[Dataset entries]
***

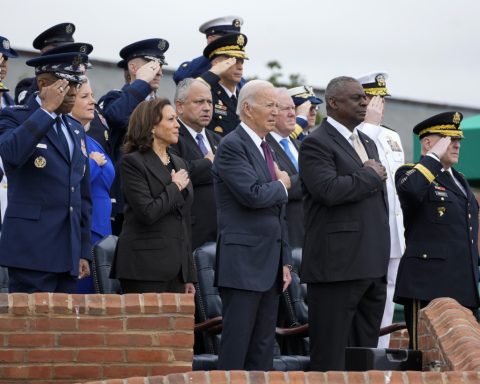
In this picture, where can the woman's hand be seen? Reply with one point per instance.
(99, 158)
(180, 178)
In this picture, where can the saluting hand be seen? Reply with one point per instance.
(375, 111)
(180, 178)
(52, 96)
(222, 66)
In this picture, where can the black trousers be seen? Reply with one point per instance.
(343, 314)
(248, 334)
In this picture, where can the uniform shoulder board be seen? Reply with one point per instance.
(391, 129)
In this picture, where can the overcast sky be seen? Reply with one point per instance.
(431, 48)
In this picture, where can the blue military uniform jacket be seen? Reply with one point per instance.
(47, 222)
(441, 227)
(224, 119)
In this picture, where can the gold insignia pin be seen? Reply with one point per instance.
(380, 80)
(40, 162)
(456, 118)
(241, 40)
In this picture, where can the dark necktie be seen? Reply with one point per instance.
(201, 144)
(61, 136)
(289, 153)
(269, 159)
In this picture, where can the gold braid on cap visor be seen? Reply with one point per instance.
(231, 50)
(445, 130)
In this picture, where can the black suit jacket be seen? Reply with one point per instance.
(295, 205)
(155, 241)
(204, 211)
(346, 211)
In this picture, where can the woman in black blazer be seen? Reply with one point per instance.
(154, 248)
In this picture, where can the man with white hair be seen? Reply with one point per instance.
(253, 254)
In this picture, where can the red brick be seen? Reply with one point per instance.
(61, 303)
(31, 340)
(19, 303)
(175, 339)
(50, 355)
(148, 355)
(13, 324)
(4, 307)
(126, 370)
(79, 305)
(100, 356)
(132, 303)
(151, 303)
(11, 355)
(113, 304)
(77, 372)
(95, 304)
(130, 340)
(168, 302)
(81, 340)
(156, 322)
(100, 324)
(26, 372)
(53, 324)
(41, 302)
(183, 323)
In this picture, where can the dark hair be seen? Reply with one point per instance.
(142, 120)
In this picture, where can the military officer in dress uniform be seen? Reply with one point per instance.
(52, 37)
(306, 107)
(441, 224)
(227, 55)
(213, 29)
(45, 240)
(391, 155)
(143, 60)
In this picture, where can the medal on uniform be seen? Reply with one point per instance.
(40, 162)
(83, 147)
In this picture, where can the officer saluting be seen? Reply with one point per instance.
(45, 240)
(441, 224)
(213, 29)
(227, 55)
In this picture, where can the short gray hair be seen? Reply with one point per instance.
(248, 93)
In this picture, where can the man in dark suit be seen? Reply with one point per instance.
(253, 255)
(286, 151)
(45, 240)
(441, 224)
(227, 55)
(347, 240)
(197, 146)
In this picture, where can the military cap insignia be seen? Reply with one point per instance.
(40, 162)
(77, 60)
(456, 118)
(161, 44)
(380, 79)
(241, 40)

***

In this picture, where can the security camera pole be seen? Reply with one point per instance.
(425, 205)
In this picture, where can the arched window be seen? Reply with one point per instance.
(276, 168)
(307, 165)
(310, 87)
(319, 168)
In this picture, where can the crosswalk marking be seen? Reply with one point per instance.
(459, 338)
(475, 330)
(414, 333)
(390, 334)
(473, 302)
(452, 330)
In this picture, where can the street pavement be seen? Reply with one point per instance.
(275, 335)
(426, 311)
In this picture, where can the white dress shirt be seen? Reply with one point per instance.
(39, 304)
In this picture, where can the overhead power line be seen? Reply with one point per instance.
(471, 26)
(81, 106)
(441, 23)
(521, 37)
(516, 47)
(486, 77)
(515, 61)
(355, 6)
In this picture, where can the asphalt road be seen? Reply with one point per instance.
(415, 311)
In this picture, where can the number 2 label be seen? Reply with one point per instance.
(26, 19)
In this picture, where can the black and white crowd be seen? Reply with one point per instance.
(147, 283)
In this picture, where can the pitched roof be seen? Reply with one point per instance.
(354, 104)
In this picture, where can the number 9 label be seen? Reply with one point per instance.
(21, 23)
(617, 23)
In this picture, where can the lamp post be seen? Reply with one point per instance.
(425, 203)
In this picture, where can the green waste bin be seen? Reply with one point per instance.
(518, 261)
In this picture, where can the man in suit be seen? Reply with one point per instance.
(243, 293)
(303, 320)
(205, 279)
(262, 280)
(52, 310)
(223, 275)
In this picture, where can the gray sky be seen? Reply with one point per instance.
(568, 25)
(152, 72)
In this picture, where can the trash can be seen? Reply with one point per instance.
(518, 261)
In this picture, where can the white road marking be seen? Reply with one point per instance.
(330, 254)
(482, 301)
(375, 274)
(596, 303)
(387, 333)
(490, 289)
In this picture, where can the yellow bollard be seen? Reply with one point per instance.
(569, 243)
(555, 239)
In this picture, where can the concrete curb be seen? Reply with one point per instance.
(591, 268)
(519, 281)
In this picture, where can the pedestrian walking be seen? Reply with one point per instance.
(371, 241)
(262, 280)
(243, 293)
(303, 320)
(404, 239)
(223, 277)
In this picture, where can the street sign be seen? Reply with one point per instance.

***

Above are the records; from them, give again exactly the lines from the one containing "In this picture, where can the lamp" through the one containing "In this picture, where can the street sign", both included.

◆ Exercise answer
In this picture, where can the lamp post be seen? Reply with one point per instance.
(425, 203)
In this picture, where can the green waste bin be seen? Reply with one point per instance.
(518, 261)
In this picture, where can the man in suit be seen? Reply with one point per instance.
(243, 293)
(303, 320)
(205, 279)
(262, 280)
(52, 310)
(223, 275)
In this picture, where can the gray sky be seen? Reply with one point per instance.
(568, 25)
(152, 72)
In this picture, where can the trash can be seen? Reply with one point per instance.
(518, 261)
In this picture, where can the white road marking be seen? Reply with one point per instance.
(330, 254)
(482, 301)
(375, 274)
(596, 303)
(387, 333)
(490, 289)
In this picture, where can the yellow bollard be seen? Reply with one point per instance.
(569, 243)
(555, 239)
In this picture, where can the concrete curb be seen? Reply with one point per instance.
(591, 268)
(519, 281)
In this picture, where can the pedestrian walking be seen? Reply with one point per instance.
(371, 241)
(262, 280)
(243, 293)
(303, 320)
(404, 239)
(223, 277)
In this picture, where can the street sign be seen? Reply with one point per instance.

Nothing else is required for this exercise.